= TASK DIRECTIONS =
From the line containing "In the photo above, where can the fingernail" to the last line of the listing below, repeat every line exactly, and output nothing else.

START DATA TO EXAMINE

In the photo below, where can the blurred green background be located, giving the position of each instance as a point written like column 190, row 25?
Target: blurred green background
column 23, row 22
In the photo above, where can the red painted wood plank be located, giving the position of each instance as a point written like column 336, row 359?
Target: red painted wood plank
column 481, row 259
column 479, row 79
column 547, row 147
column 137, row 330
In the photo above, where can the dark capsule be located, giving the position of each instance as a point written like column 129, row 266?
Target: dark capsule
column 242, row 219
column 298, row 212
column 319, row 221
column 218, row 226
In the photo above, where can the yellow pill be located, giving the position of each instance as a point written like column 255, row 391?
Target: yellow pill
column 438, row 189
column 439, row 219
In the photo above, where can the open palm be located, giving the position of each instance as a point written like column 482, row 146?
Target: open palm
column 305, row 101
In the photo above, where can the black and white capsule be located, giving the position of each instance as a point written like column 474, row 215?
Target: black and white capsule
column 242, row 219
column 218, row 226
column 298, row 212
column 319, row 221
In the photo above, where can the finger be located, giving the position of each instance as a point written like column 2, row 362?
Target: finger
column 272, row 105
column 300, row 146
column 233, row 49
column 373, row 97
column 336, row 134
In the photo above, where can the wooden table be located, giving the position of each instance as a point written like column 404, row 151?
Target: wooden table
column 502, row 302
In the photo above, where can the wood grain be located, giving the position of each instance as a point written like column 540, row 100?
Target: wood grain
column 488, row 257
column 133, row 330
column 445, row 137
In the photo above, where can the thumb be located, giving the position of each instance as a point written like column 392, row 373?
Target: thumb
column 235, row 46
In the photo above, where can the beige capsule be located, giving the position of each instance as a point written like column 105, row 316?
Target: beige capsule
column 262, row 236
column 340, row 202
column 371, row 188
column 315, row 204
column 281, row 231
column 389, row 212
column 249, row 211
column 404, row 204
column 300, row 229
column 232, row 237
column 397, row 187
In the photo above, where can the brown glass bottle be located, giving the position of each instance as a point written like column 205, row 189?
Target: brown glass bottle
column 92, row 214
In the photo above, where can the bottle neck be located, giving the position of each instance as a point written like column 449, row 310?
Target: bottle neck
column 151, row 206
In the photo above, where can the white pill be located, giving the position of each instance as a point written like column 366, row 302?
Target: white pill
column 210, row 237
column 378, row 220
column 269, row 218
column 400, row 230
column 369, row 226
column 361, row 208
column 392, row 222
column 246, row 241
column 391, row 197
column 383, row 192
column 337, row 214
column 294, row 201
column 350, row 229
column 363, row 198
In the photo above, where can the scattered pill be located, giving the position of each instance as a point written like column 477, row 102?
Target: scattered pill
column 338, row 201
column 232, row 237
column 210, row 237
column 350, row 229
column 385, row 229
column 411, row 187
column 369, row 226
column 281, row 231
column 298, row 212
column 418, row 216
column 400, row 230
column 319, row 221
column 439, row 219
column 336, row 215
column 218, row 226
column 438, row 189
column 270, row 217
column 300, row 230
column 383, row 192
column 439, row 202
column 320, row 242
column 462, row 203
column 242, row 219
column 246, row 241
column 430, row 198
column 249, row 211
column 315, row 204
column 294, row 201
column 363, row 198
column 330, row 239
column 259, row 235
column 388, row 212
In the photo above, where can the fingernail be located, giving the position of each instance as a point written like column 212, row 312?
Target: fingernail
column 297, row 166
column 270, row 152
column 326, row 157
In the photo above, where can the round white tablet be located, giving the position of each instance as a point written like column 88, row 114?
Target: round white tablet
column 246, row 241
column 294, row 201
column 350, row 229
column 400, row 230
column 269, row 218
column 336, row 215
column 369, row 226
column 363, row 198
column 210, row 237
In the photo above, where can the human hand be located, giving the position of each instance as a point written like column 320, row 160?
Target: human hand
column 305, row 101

END DATA TO EXAMINE

= WRITTEN ANSWER =
In the photo above, where can the fingernail be located, giving the position of each instance as a point written like column 212, row 312?
Target: fingernail
column 297, row 166
column 270, row 152
column 326, row 157
In the photo above, where can the round white tablet be located, giving the position of each instance as a point written like column 88, row 114?
Target: round white tablet
column 246, row 241
column 294, row 201
column 350, row 229
column 400, row 230
column 269, row 218
column 336, row 215
column 369, row 226
column 363, row 198
column 210, row 237
In the photo above, where can the human hand be located, giving the position of each instance as a point written like column 320, row 160?
Target: human hand
column 305, row 101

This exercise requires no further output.